## What you are asked to do:
Repeat each line of the material exactly.

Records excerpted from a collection
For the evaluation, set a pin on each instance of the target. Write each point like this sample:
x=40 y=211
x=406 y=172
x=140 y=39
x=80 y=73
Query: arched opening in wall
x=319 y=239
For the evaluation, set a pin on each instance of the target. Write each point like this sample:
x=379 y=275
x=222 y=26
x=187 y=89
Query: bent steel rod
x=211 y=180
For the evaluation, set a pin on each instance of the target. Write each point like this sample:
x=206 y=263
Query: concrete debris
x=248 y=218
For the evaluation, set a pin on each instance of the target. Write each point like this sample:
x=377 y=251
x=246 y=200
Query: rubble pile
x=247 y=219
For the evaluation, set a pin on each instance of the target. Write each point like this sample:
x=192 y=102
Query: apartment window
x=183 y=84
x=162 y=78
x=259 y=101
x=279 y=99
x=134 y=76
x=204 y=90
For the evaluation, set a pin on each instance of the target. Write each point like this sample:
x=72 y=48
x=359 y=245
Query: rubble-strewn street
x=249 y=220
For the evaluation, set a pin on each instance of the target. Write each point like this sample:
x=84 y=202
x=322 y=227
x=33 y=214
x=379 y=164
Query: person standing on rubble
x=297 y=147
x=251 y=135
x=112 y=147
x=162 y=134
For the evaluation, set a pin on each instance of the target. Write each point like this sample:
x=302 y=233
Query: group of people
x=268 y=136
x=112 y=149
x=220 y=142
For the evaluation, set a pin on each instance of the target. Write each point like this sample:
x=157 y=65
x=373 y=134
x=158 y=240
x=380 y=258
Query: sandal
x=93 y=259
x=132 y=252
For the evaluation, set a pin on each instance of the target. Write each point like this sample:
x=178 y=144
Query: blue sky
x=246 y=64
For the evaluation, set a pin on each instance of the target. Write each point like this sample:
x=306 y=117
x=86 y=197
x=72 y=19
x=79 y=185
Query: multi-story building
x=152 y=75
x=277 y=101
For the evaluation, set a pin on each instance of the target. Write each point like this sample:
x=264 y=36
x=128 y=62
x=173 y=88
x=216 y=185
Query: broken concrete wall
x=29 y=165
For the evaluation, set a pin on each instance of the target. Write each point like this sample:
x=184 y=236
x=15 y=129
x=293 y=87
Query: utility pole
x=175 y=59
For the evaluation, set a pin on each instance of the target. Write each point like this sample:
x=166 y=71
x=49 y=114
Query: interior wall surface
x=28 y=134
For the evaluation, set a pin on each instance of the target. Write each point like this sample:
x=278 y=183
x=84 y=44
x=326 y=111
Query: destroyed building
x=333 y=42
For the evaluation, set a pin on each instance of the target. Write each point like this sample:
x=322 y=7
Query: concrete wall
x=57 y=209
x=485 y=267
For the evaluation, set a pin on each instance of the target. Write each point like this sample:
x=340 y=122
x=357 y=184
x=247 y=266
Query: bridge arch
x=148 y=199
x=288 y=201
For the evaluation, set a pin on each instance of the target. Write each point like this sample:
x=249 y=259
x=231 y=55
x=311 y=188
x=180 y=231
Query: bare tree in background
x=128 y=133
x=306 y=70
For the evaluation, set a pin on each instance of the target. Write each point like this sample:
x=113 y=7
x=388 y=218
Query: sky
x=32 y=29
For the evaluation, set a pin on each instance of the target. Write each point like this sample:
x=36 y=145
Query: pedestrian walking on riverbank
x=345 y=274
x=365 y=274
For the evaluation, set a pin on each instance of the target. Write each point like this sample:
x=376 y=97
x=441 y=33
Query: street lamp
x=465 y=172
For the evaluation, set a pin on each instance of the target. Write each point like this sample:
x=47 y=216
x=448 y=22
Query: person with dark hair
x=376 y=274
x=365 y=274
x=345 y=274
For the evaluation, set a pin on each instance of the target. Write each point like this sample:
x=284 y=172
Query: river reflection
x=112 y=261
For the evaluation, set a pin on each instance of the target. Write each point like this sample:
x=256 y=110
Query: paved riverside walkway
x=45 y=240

## Exercise response:
For the evaluation, set a pin on each instance of the target. Write each point like this sample:
x=40 y=211
x=406 y=172
x=140 y=39
x=80 y=73
Query: arched opening in wall
x=319 y=239
For the evaluation, set a pin on each instance of the target. Write each point like this sample:
x=379 y=275
x=222 y=26
x=187 y=89
Query: bent steel rod
x=211 y=180
For the evaluation, set a pin on each instance of the target. Write each point like this sample:
x=206 y=263
Query: concrete debris
x=248 y=218
For the evaluation, set a pin on each instance of the target. Write each point like this sample:
x=377 y=251
x=246 y=200
Query: rubble pile
x=247 y=219
For the evaluation, set a pin on each instance of the target. Write each point like this sample:
x=192 y=102
Query: apartment window
x=183 y=84
x=162 y=78
x=259 y=101
x=279 y=99
x=134 y=76
x=204 y=90
For the evaluation, set a pin on each instance of the target. Write each point like this sample:
x=72 y=48
x=359 y=245
Query: rubble-strewn street
x=249 y=220
For the evaluation, set a pin on each instance of the target. Write each point like this sample:
x=84 y=202
x=322 y=227
x=33 y=214
x=379 y=164
Query: person standing on rubble
x=297 y=147
x=251 y=135
x=112 y=147
x=162 y=134
For the evaluation, set a pin on each instance of the target. Write each point like this sample:
x=302 y=233
Query: group of people
x=268 y=136
x=112 y=149
x=220 y=142
For the evaluation, set a pin on each instance of the target. Write each point like this sample:
x=157 y=65
x=373 y=134
x=158 y=240
x=380 y=258
Query: sandal
x=93 y=259
x=132 y=252
For the evaluation, set a pin on each instance of the target. Write each point like this sample:
x=178 y=144
Query: blue sky
x=246 y=64
For the evaluation, set a pin on each instance of the target. Write each point like this sample:
x=306 y=117
x=86 y=197
x=72 y=19
x=79 y=185
Query: multi-story building
x=152 y=75
x=277 y=101
For the evaluation, set a pin on each instance of the target. Write each point like this sample:
x=264 y=36
x=128 y=62
x=173 y=88
x=216 y=185
Query: broken concrete wall
x=29 y=165
For the evaluation, set a pin on each instance of the target. Write each point like this sample:
x=184 y=236
x=15 y=129
x=293 y=87
Query: utility pole
x=175 y=59
For the evaluation, set a pin on each instance of the target. Write each point like this sample:
x=166 y=71
x=49 y=114
Query: interior wall surface
x=28 y=134
For the evaluation, set a pin on each instance of the target. Write each point like this sample:
x=278 y=183
x=84 y=44
x=326 y=111
Query: destroyed building
x=333 y=42
For the evaluation, set a pin on each instance of the target. Write each point like this sample:
x=322 y=7
Query: concrete wall
x=57 y=209
x=485 y=267
For the evaluation, set a pin on each instance of the target. Write each point like this sample:
x=340 y=122
x=357 y=184
x=247 y=266
Query: bridge arch
x=148 y=199
x=288 y=201
For the evaluation, set a pin on each instance of the target. Write each point like this sample:
x=249 y=259
x=231 y=55
x=311 y=188
x=180 y=231
Query: bare tree in background
x=128 y=133
x=306 y=70
For the evaluation, set a pin on each instance of the target. Write each point like this sample:
x=113 y=7
x=388 y=218
Query: sky
x=32 y=29
For the evaluation, set a pin on each instance of the target. Write each point like this sample:
x=36 y=145
Query: pedestrian walking on riverbank
x=345 y=274
x=365 y=274
For the evaluation, set a pin on each instance of the target. Write each point like this sample:
x=376 y=97
x=441 y=33
Query: street lamp
x=465 y=172
For the evaluation, set a pin on each instance of the target. Write each point like this sample:
x=47 y=216
x=448 y=22
Query: person with dark hair
x=376 y=274
x=365 y=274
x=345 y=274
For the evaluation, set a pin on each instance of the target. Write each point like this sample:
x=284 y=172
Query: river reflection
x=112 y=261
For the evaluation, set a pin on each instance of the target. Write each point like this sample:
x=256 y=110
Query: paved riverside walkway
x=45 y=240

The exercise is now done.